■ **TEXTO FORNECIDO**:

● ● ● ● ●

Paulo Cannabrava Filho

Tradução:

Paulo Cannabrava Filho*

Acervo da família sem identificação do fotógrafo.
Acervo da família sem identificação do fotógrafo.

Augusto Boal queria transformar o mundo. Queria um mundo em que as pessoas pudessem se realizar em todo seu potencial. Quando voltou dos Estados Unidos, em 1956, veio com uma das mais poderosas armas para o desenvolvimento humano. Veio com o teatro incorporado a seu ser, acreditando que Stanislawisk o ajudaria a levar a cabo a revolução cultural necessária. E reinventou o teatro. Naquela época o Brasil se reinventava em todos os aspectos da criatividade humana: reformas de base, teatro, cinema novo, bossa nova, poesia concreta, CPC da Une, democracia, CGT/Pua, Congresso de Trabalhadores Agrícolas, projeto nacional de desenvolvimento, plano trienal….. é, o Brasil se reinventava.

As metrópoles temerosas de perder sua fonte de riqueza deram o golpe. O teatro já não era suficiente para enfrentar a ditadura civil-militar que teimava em anular cada uma das conquistas do povo brasileiro. Liquidaram com os partidos de expressão popular, fecharam o congresso, intervieram nos sindicatos e organizações estudantis, cassaram e caçaram a inteligência e as lideranças nacionais.

Diante da impossibilidade de atuar e avançar politicamente comunistas, católicos, democratas das mais diversas cores partiram para a luta armada, como opção para livrar o país de seus algozes. Amigo de Carlos Marighella e Câmara Ferreira Boal não ficou indiferente aos novos desafios. Só o teatro já não bastava como arma para devolver a liberdade e a democracia ao povo brasileiro. Preso, torturado, saiu para o exílio e continuou a fazer do teatro sua arena de luta em favor da libertação dos povos. Boal jamais se recuperou das seqüelas da tortura: três ou mais cirurgias no joelho e, finalmente, a leucemia que mais tarde o levou deste mundo.

No exílio Boal continuou a ser perseguido e torturado pela ditadura. Deixaram-no sem passaporte. A mim também a ditadura me deixou sem passaporte. É terrível, pois no exterior o passaporte é o único documento válido e nós precisávamos trabalhar para sobreviver. Além disso Boal queria mostrar seu teatro para o mundo. Um teatro já evoluído para uma ação consciencializadora capaz de despertar as pessoas a olhar além de seu próprio umbigo e encarar critica e criativamente a realidade.

● ● ● ● ●

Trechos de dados

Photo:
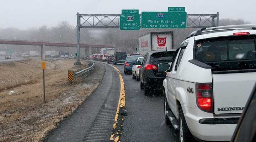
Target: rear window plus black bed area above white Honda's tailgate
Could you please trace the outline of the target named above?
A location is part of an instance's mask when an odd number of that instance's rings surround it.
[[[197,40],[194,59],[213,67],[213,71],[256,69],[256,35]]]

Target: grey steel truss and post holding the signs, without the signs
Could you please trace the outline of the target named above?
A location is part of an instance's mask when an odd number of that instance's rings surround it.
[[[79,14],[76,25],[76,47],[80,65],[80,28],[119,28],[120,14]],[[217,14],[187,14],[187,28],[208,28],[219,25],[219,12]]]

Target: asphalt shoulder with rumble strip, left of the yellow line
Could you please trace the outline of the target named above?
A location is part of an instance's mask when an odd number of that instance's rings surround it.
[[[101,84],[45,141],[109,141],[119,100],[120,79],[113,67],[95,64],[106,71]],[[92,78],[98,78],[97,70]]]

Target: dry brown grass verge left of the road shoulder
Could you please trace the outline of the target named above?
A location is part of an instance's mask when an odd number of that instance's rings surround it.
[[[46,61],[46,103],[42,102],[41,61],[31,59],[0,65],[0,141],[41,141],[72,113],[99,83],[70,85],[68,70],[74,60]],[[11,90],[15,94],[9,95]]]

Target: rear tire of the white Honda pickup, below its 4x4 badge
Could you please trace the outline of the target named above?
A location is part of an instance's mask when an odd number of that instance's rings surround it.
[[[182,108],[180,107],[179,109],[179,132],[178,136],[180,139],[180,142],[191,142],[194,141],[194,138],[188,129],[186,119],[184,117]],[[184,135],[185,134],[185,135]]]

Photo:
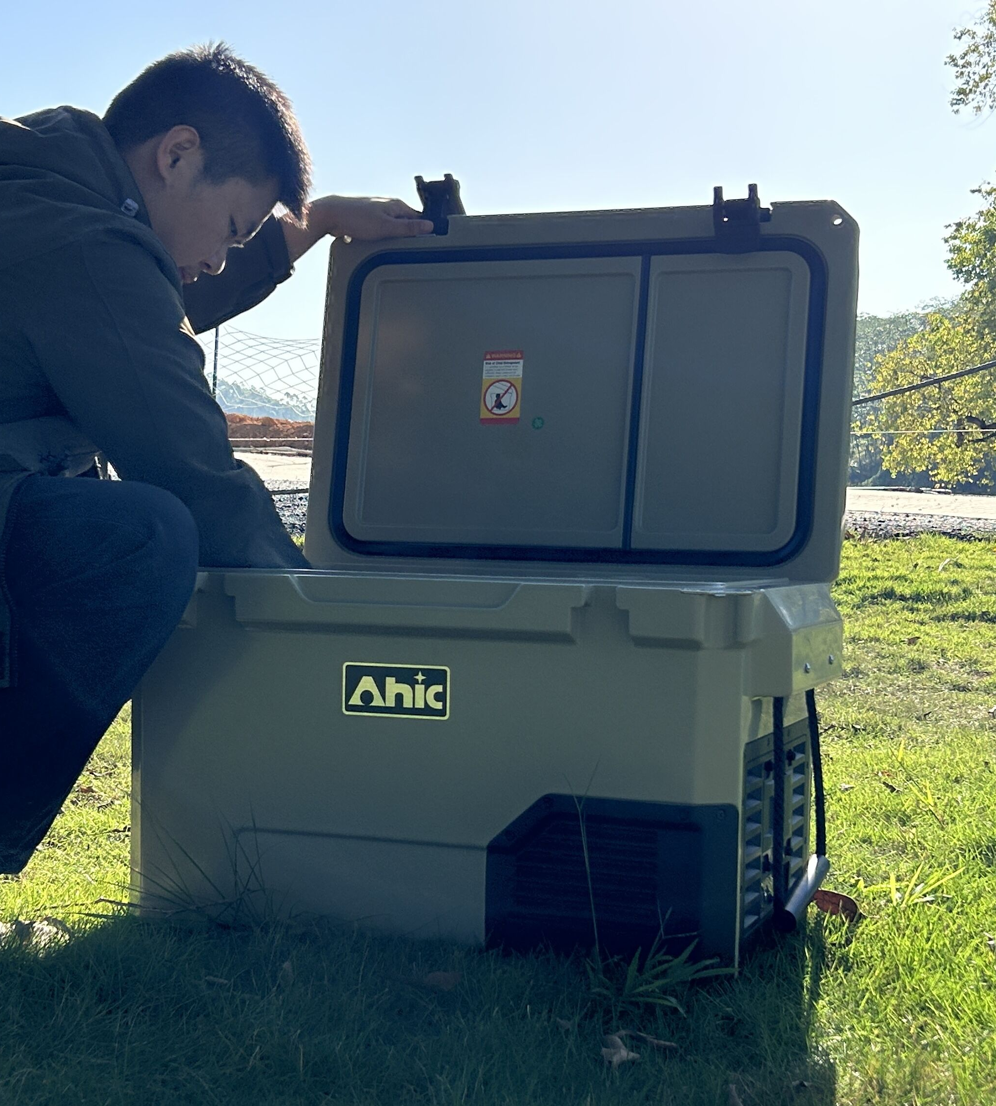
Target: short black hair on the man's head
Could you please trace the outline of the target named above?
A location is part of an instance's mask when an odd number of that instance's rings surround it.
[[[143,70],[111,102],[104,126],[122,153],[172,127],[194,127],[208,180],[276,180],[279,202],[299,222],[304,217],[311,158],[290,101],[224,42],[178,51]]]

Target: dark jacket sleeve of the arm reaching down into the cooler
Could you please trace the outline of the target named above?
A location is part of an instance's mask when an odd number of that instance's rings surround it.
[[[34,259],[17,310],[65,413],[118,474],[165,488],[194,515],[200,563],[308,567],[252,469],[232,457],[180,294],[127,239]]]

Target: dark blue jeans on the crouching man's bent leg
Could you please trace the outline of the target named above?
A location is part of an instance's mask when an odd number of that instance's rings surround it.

● ● ● ● ●

■ **TAREFAS A REALIZAR**:
1. Reproduza fielmente o trecho do texto sobre Augusto Boal que vai de "Paulo Cannabrava Filho*" até "Brasil se reinventava.".
2. Indique se cada afirmação a seguir concorda com o texto sobre Augusto Boal, respondendo sim ou não e citando literalmente as palavras do texto que decidem a questão. (a) Boal voltou dos Estados Unidos em 1956. (b) No exílio, Boal conservou seu passaporte. (c) Boal era amigo de Carlos Marighella.

■ **RESULTADOS POR TAREFA**:
1.
Paulo Cannabrava Filho*

Acervo da família sem identificação do fotógrafo.
Acervo da família sem identificação do fotógrafo.

Augusto Boal queria transformar o mundo. Queria um mundo em que as pessoas pudessem se realizar em todo seu potencial. Quando voltou dos Estados Unidos, em 1956, veio com uma das mais poderosas armas para o desenvolvimento humano. Veio com o teatro incorporado a seu ser, acreditando que Stanislawisk o ajudaria a levar a cabo a revolução cultural necessária. E reinventou o teatro. Naquela época o Brasil se reinventava em todos os aspectos da criatividade humana: reformas de base, teatro, cinema novo, bossa nova, poesia concreta, CPC da Une, democracia, CGT/Pua, Congresso de Trabalhadores Agrícolas, projeto nacional de desenvolvimento, plano trienal….. é, o Brasil se reinventava.

2.
(a) Sim: "Quando voltou dos Estados Unidos, em 1956".
(b) Não: "Deixaram-no sem passaporte."
(c) Sim: "Amigo de Carlos Marighella".